Extracted information:

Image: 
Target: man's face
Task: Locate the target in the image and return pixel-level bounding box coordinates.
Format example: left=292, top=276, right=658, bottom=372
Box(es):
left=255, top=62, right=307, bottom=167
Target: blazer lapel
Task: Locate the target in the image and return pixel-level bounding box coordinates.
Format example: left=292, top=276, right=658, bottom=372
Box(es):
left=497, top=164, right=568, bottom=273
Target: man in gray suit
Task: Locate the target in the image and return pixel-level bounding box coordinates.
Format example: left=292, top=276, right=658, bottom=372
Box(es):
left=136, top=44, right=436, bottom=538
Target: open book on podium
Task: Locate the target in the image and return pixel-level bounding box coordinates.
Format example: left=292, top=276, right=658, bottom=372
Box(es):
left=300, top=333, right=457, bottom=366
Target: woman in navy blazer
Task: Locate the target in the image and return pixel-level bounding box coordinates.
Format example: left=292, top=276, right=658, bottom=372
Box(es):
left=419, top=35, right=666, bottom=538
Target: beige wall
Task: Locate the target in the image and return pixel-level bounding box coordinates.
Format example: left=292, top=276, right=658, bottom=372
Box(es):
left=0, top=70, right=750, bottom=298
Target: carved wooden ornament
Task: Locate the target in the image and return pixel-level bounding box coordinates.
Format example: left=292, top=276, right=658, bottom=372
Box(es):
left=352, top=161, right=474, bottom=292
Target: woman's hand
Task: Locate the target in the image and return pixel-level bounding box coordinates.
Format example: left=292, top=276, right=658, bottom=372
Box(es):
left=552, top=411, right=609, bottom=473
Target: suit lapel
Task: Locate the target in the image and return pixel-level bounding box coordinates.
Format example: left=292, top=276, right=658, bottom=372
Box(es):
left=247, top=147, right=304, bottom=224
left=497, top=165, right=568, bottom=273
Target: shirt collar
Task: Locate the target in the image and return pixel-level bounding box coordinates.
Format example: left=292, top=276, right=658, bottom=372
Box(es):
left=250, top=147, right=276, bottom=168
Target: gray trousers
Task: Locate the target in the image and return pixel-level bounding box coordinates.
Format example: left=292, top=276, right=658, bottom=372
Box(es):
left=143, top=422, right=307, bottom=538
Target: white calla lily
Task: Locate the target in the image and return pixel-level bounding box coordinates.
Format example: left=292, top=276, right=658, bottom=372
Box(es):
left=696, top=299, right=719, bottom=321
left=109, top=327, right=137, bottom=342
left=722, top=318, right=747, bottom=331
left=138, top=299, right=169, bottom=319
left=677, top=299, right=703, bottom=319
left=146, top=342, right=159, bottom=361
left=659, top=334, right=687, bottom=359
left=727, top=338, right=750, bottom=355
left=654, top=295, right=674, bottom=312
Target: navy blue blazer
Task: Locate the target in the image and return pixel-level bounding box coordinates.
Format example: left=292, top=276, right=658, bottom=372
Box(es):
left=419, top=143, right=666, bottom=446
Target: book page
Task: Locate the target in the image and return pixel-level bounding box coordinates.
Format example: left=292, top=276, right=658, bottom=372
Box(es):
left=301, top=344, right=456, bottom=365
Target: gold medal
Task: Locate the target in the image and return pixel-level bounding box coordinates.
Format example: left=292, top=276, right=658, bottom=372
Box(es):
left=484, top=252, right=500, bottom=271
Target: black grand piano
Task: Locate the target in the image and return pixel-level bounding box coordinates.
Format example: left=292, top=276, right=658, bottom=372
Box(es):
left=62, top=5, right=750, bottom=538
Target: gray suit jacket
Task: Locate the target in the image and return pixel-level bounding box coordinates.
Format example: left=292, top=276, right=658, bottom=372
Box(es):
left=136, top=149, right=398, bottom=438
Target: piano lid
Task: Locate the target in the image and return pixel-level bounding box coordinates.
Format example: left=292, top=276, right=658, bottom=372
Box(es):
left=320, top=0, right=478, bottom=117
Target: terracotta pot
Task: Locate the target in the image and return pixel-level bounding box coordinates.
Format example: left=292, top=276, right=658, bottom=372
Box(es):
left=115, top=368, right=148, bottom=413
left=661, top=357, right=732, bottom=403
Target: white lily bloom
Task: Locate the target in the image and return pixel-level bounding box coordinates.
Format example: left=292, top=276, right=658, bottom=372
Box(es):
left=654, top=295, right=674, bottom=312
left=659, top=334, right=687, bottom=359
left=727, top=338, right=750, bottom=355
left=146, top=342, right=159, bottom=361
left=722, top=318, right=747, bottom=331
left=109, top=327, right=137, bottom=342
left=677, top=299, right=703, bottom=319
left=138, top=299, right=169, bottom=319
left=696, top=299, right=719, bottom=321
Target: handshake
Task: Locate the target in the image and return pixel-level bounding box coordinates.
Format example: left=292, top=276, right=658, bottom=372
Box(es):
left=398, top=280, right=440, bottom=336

Your objective: Pick out every line of the records that contains the word "gray", matching case exactly.

Finished answer:
Target: man in gray suit
Target: gray trousers
Target: gray suit jacket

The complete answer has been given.